READING TEXT:
Good vs. Evil Comics
Who will emerge victorious?
A special tip of the crown of thorns goes to Karl for bringing "Son of Satan" to my attention
My favorite religious comic is Justin Green's underground classic Binky Brown Meets the Holy Virgin Mary. When I first heard about it, I thought it would be a blasphemous satire on all things Catholic. "All right!" Then when I learned it was one of the first autobiographical comics and an influence on Art Spiegelman's Maus and R. Crumb, I figured it would be a tale of a Catholic childhood and a coming of age, similar to Joyce's Portrait Of The Artist As A Young Man and old George Carlin routines. The book begins that way but subtly shifts halfway through.
As a teenager, Justin Green developed an obsessive compulsive disorder, although that term did not exist in the 1950s. He thought that having his penis point in the direction of any image of the Virgin Mary was a sin. Good boys don't sully the mother of Christ with the instrument of their pubescent "dirty" thoughts. He would turn his body so that his penis was never "pointing" at her, sometimes contorting himself ridiculously in the process. A situation where he couldn't help but point at Mary brought on great anxiety.
The compulsion grew worse. Soon, it wasn't just his penis that Green would re-direct, but any phallic part of his body: fingers, toes, arms, legs, feet, nose. Imagine trying to sit in church so that all of the above body parts point away from any picture of the Blessed Mother, and freaking out when you discover that part of you was pointing at her without knowing it. These accidents would lead to lots of guilt and desperate prayers.

TO DO: Rewrite the Good vs. Evil Comics text from "Good vs. Evil" to "shifts halfway through.", replacing "underground classic" with "cult favorite".

INFORMATION PROVIDED:

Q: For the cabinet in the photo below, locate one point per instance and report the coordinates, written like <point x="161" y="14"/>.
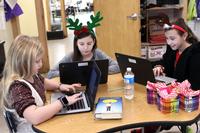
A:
<point x="153" y="42"/>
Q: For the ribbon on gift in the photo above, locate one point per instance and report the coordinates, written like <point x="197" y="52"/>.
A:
<point x="184" y="89"/>
<point x="167" y="93"/>
<point x="155" y="86"/>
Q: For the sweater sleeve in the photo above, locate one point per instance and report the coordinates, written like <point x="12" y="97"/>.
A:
<point x="113" y="65"/>
<point x="55" y="71"/>
<point x="21" y="97"/>
<point x="194" y="72"/>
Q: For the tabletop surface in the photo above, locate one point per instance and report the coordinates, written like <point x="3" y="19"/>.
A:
<point x="134" y="111"/>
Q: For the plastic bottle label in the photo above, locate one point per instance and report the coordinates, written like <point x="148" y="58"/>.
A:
<point x="129" y="79"/>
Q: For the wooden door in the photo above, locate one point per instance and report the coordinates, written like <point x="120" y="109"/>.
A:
<point x="119" y="33"/>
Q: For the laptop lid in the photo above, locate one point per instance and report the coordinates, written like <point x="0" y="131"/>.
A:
<point x="92" y="85"/>
<point x="141" y="68"/>
<point x="79" y="72"/>
<point x="88" y="96"/>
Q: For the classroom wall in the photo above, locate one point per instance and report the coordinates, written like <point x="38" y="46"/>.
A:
<point x="7" y="35"/>
<point x="28" y="21"/>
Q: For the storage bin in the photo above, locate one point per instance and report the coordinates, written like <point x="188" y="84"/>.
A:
<point x="168" y="105"/>
<point x="189" y="104"/>
<point x="151" y="96"/>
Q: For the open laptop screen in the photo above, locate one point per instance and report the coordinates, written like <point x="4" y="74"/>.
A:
<point x="141" y="68"/>
<point x="92" y="86"/>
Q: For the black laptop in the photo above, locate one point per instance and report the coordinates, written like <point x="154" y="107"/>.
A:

EXERCISE RESULT:
Good vs. Evil Comics
Who will emerge victorious?
A special tip of the crown of thorns goes to Karl for bringing "Son of Satan" to my attention
My favorite religious comic is Justin Green's cult favorite Binky Brown Meets the Holy Virgin Mary. When I first heard about it, I thought it would be a blasphemous satire on all things Catholic. "All right!" Then when I learned it was one of the first autobiographical comics and an influence on Art Spiegelman's Maus and R. Crumb, I figured it would be a tale of a Catholic childhood and a coming of age, similar to Joyce's Portrait Of The Artist As A Young Man and old George Carlin routines. The book begins that way but subtly shifts halfway through.